### Goal of the exercise
Once the line holding "box: [13, 9, 28, 40]" is found in the listing below, write it out and each later line exactly, up to and including the one holding "15L12 17V21L18 22L16".

Material for this task below:

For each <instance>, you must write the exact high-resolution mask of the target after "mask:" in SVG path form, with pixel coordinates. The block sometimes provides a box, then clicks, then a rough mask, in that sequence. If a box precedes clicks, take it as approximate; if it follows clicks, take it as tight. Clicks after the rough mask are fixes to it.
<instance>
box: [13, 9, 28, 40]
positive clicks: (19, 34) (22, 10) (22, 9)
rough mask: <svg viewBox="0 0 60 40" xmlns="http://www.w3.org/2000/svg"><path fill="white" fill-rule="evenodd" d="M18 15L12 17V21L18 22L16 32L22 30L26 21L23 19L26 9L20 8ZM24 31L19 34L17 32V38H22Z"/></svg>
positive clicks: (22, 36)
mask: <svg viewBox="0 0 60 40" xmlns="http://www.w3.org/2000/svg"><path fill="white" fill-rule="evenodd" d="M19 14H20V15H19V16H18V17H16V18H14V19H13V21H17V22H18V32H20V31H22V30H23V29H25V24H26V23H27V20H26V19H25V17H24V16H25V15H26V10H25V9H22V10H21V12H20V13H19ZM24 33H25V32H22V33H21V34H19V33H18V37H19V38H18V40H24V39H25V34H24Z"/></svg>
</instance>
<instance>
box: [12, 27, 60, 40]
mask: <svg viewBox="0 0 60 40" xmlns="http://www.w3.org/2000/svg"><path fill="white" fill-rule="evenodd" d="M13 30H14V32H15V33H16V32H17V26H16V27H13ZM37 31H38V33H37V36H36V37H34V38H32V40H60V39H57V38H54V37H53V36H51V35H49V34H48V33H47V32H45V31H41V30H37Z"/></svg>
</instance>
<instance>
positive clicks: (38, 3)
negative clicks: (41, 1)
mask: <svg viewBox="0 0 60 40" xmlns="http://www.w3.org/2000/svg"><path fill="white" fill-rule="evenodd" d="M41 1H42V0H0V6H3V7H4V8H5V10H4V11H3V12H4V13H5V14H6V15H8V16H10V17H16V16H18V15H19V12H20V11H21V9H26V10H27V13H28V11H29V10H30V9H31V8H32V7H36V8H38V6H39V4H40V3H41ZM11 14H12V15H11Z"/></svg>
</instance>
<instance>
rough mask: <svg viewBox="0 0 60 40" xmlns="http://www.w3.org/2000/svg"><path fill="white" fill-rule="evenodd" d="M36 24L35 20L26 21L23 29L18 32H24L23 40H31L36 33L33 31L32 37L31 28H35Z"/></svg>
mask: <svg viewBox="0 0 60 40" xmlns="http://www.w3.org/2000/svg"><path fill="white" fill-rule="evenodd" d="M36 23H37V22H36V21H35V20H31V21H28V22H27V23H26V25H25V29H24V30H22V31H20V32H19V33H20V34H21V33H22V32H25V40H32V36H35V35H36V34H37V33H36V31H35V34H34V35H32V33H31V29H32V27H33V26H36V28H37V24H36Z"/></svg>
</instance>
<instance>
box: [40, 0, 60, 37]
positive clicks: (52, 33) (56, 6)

End of Material for this task.

### Solution to this exercise
box: [13, 9, 28, 40]
positive clicks: (19, 34) (22, 10) (22, 9)
rough mask: <svg viewBox="0 0 60 40" xmlns="http://www.w3.org/2000/svg"><path fill="white" fill-rule="evenodd" d="M18 15L12 17V21L18 22L16 32L22 30L26 21L23 19L26 9L20 8ZM24 31L19 34L17 32V38H22Z"/></svg>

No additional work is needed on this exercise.